§ **Kutipan Halaman**:
------------------------------------------------------------------------
Dari uraian di atas, sepintas kita melihat akan pentingnya kita belajar dari sejarah, namun bagaimana mungkin ada sesuatu yang baik di dalam sejarah dunia yang penuh dengan kegelapan dosa? Mungkinkah kita belajar dari sejarah? Ya, hal itu menjadi mungkin karena kita percaya bahwa Allah yang adalah Sang Pencipta, sekaligus juga adalah Allah yang memelihara dunia ini. Allah yang pada saat ini menopang hidup saudara dan saya, juga adalah Tuhan yang berdaulat atas jalannya sejarah umat manusia, baik di negeri Tiongkok, Eropa, Amerika, dan sebagainya. Di dalam sejarah, Allah menyatakan anugerah-Nya, dan di dalam sejarah itu juga, Allah mewahyukan kebenaran-Nya. Alkitab yang kita baca dan pelajari itu pun merupakan buku yang menceritakan sejarah dunia sejak awal ia diciptakan sampai kesudahannya nanti. Oleh karena itu, dengan kacamata firman Tuhan, kita percaya ada hal-hal yang kita sebagai orang Kristen dapat pelajari dari narasi yang Tuhan telah berikan kepada umat manusia.
Melalui artikel kali ini, pembahasan akan berbicara mengenai sejarah di negeri Tiongkok. Sejarah Tiongkok merupakan topik yang menarik dan di dalamnya terkandung banyak anugerah umum Allah yang Ia bubuhkan.
Di dalam artikel yang terdahulu telah dituliskan tentang keberadaan Dinasti Qin sebagai titik tolak yang memberikan sumbangsih besar dalam sejarah Tiongkok, yaitu mempersatukan seluruh daratan Tiongkok di bawah kolong langit (Tian Xia). Suatu dinasti yang diawali dengan kepercayaan bahwa “semua manusia pada dasarnya adalah jahat”, sehingga dinasti ini dijalani dengan adanya keabsolutan terhadap hukum yang mengikat. Inilah suatu dinasti yang dipimpin oleh seorang kaisar yang mengklaim diri sebagai “Raja di atas segala raja”, yaitu Qin Shihuangdi, yang dengan segala kebengisannya menyebabkan dinasti ini berumur pendek dan tidak bertahan lama. Sehingga, tidak heran ketika kaisar pertama Dinasti Qin meninggal, banyak pihak berusaha untuk memberontak dan kemudian diakhiri dengan munculnya Dinasti Han.
Masa Dinasti Han merupakan masa kejayaan dan penuh kekuatan bagi Tiongkok. Dinasti Han mencapai puncak kejayaannya pada zaman pemerintahan Kaisar Han Wudi. Kemajuan yang begitu besar dalam bidang penemuan, ideologi, ekonomi, dan perdagangan telah mengiringi dinasti ini. Kejayaan Dinasti Han inilah yang menjadikan orang Tiongkok memiliki satu identitas kebangsaan yang sampai saat ini orang Tiongkok menyebut diri mereka sebagai “people of Han” (orang Han).
------------------------------------------------------------------------
§ **Entri yang Diberikan**:
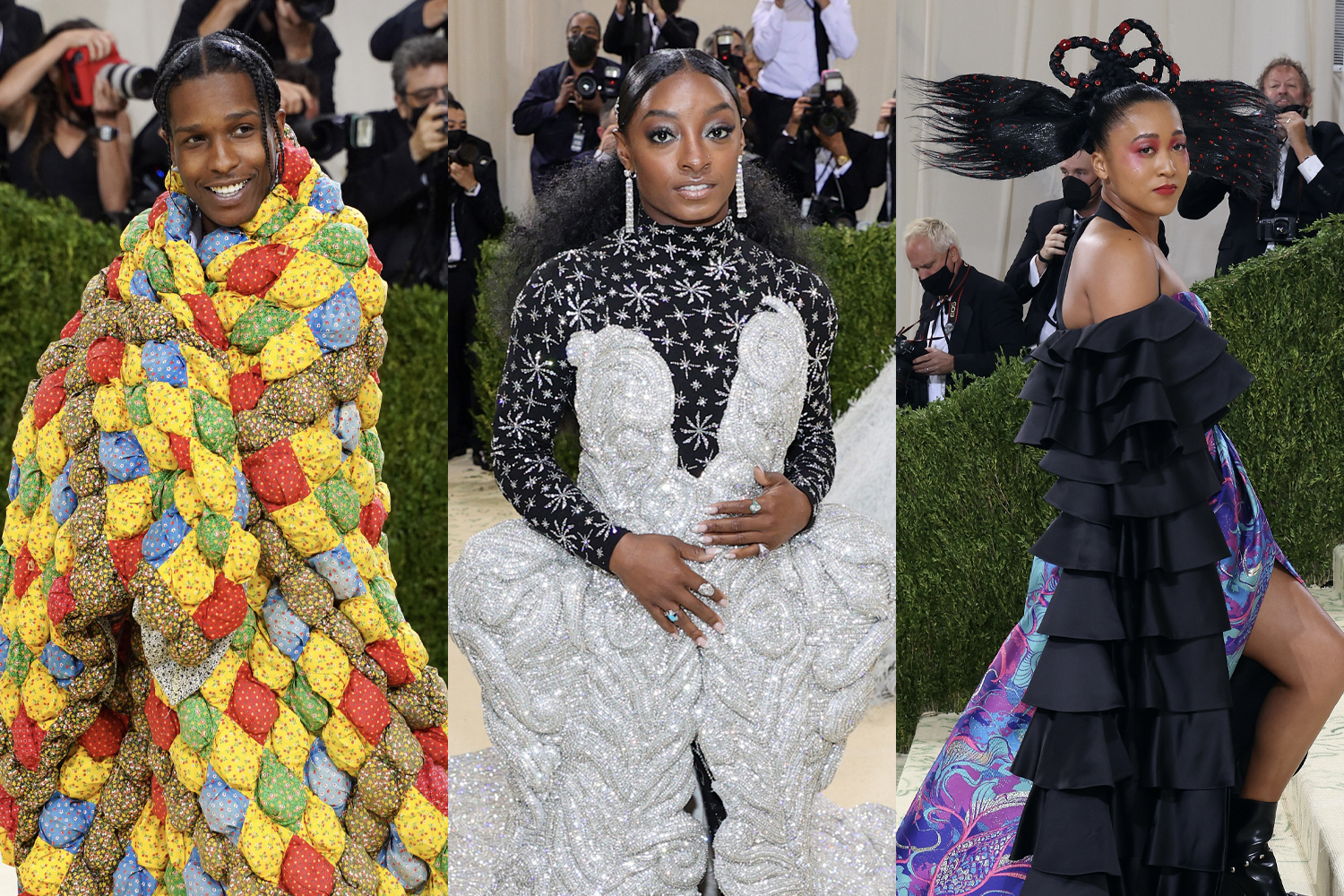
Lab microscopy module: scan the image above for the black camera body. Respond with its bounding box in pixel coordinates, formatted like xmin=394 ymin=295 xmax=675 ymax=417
------------------------------------------------------------------------
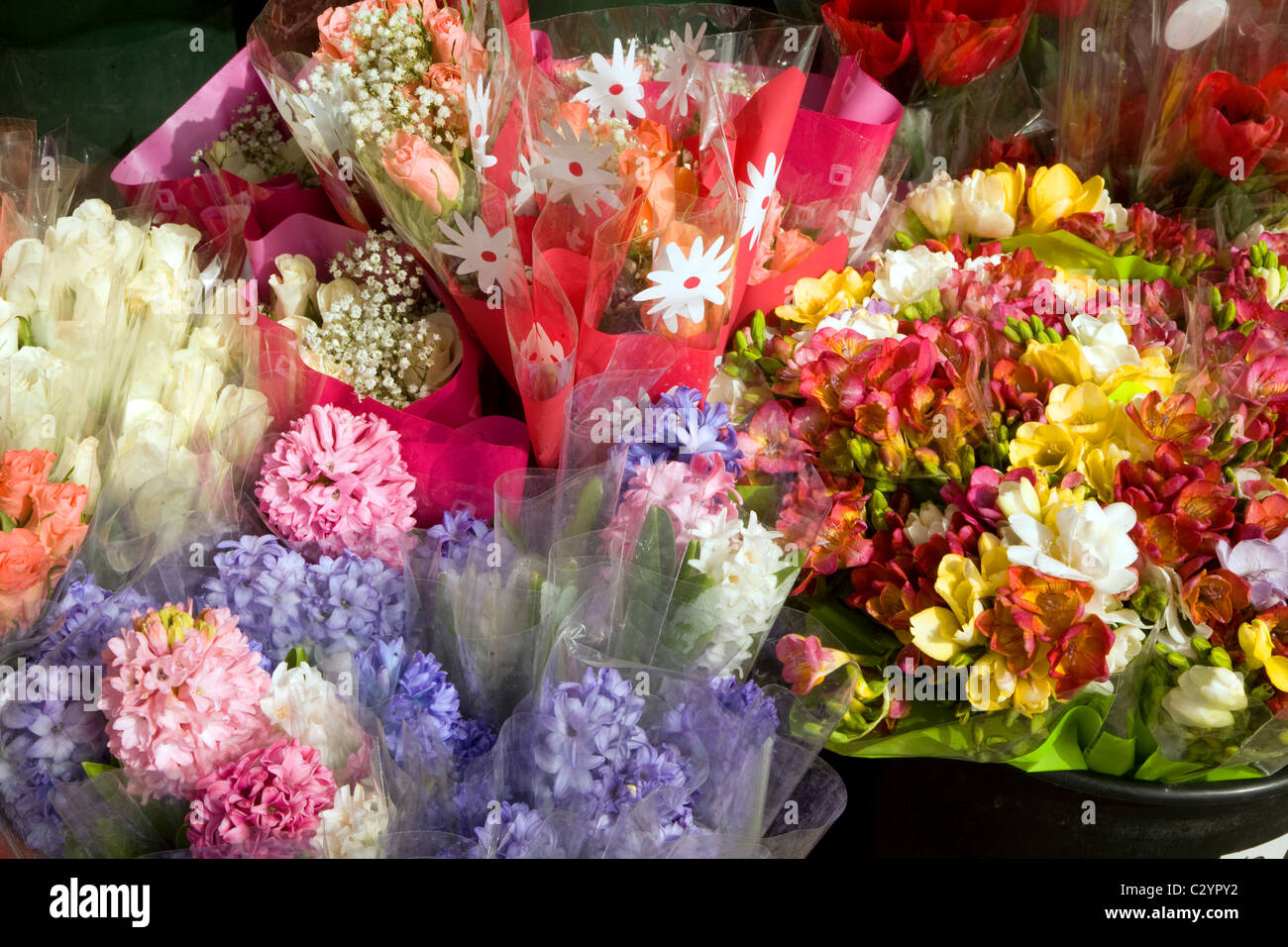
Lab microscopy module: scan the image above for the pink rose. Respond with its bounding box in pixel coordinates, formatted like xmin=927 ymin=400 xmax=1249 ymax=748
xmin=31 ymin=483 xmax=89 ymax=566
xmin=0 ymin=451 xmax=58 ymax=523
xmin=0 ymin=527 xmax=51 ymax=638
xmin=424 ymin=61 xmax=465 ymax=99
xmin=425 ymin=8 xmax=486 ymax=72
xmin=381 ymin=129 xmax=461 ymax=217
------------------------------------------------------------------------
§ **Daftar Tugas**:
A. Ketik ulang sebagian kutipan tentang sejarah Tiongkok, mulai dari kata-kata "Di dalam artikel" dan berhenti setelah "munculnya Dinasti Han.".
B. Jawab pertanyaan berikut berdasarkan kutipan tentang sejarah Tiongkok:
(i) Siapa kaisar Dinasti Qin yang mengklaim diri sebagai "Raja di atas segala raja"?
(ii) Pada zaman pemerintahan kaisar siapa Dinasti Han mencapai puncak kejayaannya?
(iii) Dengan sebutan apa orang Tiongkok menyebut diri mereka sampai saat ini?

§ **Jawaban per Tugas**:
A.
Di dalam artikel yang terdahulu telah dituliskan tentang keberadaan Dinasti Qin sebagai titik tolak yang memberikan sumbangsih besar dalam sejarah Tiongkok, yaitu mempersatukan seluruh daratan Tiongkok di bawah kolong langit (Tian Xia). Suatu dinasti yang diawali dengan kepercayaan bahwa “semua manusia pada dasarnya adalah jahat”, sehingga dinasti ini dijalani dengan adanya keabsolutan terhadap hukum yang mengikat. Inilah suatu dinasti yang dipimpin oleh seorang kaisar yang mengklaim diri sebagai “Raja di atas segala raja”, yaitu Qin Shihuangdi, yang dengan segala kebengisannya menyebabkan dinasti ini berumur pendek dan tidak bertahan lama. Sehingga, tidak heran ketika kaisar pertama Dinasti Qin meninggal, banyak pihak berusaha untuk memberontak dan kemudian diakhiri dengan munculnya Dinasti Han.

B.
(i) Qin Shihuangdi
(ii) Kaisar Han Wudi
(iii) "people of Han" (orang Han)